__Source__
Reducing and mitigating non‐radiative recombination defects in perovskite materials are still crucial prerequisites for achieving high performance in light‐emitting applications. Ethoxylated trimethylolpropane triacrylate is introduced in antisolvent to passivate surface and bulk defects during the spinning process, and external quantum efficiency of quasi‐2D perovskite light‐emitting diodes as high as 22.49% is demonstrated.

Abstract

Perovskite light‐emitting diodes (PeLEDs) are considered as particularly attractive candidates for high‐quality lighting and displays, due to possessing the features of wide gamut and real color expression. However, most PeLEDs are made from polycrystalline perovskite films that contain a high concentration of defects, including point and extended imperfections. Reducing and mitigating non‐radiative recombination defects in perovskite materials are still crucial prerequisites for achieving high performance in light‐emitting applications. Here, ethoxylated trimethylolpropane triacrylate (ETPTA) is introduced as a functional additive dissolved in antisolvent to passivate surface and bulk defects during the spinning process. The ETPTA can effectively decrease the charge trapping states by passivation and/or suppression of defects. Eventually, the perovskite films that are sufficiently passivated by ETPTA make the devices achieve a maximum external quantum efficiency (EQE) of 22.49%. To our knowledge, these are the most efficient green PeLEDs up to now. In addition, a threefold increase in the T ₅₀ operational time of the devices was observed, compared to control samples. These findings provide a simple and effective strategy to make highly efficient perovskite polycrystalline films and their optoelectronics devices.

__Short exercise 1__
Pick out every line of the rows below that contains the string "metal", taking letter case into account.

[Segmentation annotation records]
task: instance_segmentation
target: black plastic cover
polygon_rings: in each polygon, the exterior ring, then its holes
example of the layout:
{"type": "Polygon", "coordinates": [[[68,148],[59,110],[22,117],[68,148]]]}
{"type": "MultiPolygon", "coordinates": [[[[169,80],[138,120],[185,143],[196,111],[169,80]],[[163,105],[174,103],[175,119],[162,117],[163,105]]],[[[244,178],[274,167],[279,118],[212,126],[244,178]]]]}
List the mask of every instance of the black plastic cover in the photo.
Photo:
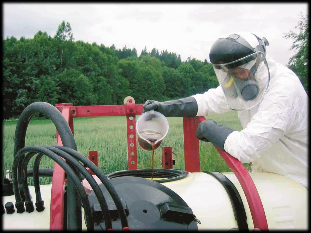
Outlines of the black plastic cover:
{"type": "MultiPolygon", "coordinates": [[[[168,188],[136,177],[117,177],[109,181],[122,200],[131,230],[197,230],[196,219],[191,208],[168,188]]],[[[121,230],[118,214],[111,196],[102,184],[99,186],[108,205],[113,229],[121,230]]],[[[104,230],[96,195],[92,192],[88,198],[92,206],[94,230],[104,230]]]]}

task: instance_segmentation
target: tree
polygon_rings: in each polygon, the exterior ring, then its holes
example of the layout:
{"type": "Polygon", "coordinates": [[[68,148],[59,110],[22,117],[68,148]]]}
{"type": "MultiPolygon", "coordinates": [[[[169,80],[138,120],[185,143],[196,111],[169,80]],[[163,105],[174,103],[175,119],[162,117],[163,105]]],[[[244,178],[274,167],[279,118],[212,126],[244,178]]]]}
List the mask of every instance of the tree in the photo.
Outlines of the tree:
{"type": "Polygon", "coordinates": [[[54,38],[62,41],[66,40],[73,41],[74,38],[73,35],[71,32],[71,27],[70,24],[68,22],[66,23],[64,20],[63,20],[58,25],[54,38]]]}
{"type": "Polygon", "coordinates": [[[63,66],[63,53],[65,42],[67,41],[73,42],[74,40],[73,35],[71,32],[71,27],[70,26],[70,24],[68,22],[66,23],[64,20],[63,20],[58,25],[56,33],[54,36],[54,38],[59,40],[61,45],[60,68],[61,69],[63,66]]]}
{"type": "Polygon", "coordinates": [[[290,59],[287,67],[292,70],[300,79],[307,93],[309,91],[309,21],[308,16],[301,15],[301,20],[294,28],[299,30],[297,34],[292,30],[285,34],[285,38],[294,39],[290,49],[296,54],[290,59]]]}
{"type": "Polygon", "coordinates": [[[142,52],[140,53],[140,57],[143,56],[145,55],[148,55],[148,53],[147,52],[147,48],[146,46],[145,46],[145,48],[142,50],[142,52]]]}

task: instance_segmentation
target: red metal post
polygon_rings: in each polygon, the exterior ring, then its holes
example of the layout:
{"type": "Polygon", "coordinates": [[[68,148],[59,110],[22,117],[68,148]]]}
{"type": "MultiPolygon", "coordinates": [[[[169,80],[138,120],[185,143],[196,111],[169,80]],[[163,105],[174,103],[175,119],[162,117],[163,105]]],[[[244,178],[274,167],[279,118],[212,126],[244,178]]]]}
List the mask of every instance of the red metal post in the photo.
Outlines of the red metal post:
{"type": "MultiPolygon", "coordinates": [[[[199,122],[206,119],[203,117],[198,117],[197,119],[199,122]]],[[[214,146],[232,170],[241,184],[249,207],[254,227],[267,230],[268,224],[262,203],[248,171],[238,159],[215,145],[214,146]]]]}
{"type": "MultiPolygon", "coordinates": [[[[69,107],[72,105],[72,104],[59,104],[56,105],[56,106],[62,107],[61,110],[62,114],[69,124],[73,134],[73,119],[72,116],[70,115],[70,107],[69,107]]],[[[63,146],[63,142],[57,130],[56,141],[58,145],[63,146]]],[[[65,171],[58,164],[54,163],[51,195],[50,230],[63,230],[65,179],[65,171]]]]}
{"type": "MultiPolygon", "coordinates": [[[[93,162],[96,166],[98,167],[98,152],[96,150],[89,151],[89,159],[93,162]]],[[[86,170],[92,175],[95,173],[89,168],[86,168],[86,170]]]]}
{"type": "Polygon", "coordinates": [[[183,121],[185,170],[190,172],[200,172],[199,140],[195,136],[197,120],[194,118],[184,117],[183,121]]]}
{"type": "Polygon", "coordinates": [[[126,103],[126,129],[128,138],[128,166],[129,170],[137,169],[136,140],[136,105],[129,100],[126,103]]]}
{"type": "Polygon", "coordinates": [[[162,168],[169,169],[173,168],[172,147],[168,146],[162,148],[162,168]]]}

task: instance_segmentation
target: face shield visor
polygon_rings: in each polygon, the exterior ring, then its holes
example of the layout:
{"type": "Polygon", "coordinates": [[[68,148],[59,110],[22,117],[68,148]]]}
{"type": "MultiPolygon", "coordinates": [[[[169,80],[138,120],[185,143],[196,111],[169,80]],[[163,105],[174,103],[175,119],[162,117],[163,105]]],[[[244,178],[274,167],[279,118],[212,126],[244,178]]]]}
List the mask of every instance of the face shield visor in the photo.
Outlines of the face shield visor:
{"type": "Polygon", "coordinates": [[[212,65],[228,107],[245,110],[260,102],[270,79],[263,53],[257,52],[231,62],[212,65]]]}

__Short exercise 2__
Translate this sentence from the perovskite LED abstract above into French: "The ETPTA can effectively decrease the charge trapping states by passivation and/or suppression of defects."

__Full answer 1__
target: red metal post
List the mask of every instance of the red metal post in the photo.
Outlines of the red metal post:

__Full answer 2__
L'ETPTA peut réduire efficacement les états de piégeage de charges par la passivation et/ou la suppression des défauts.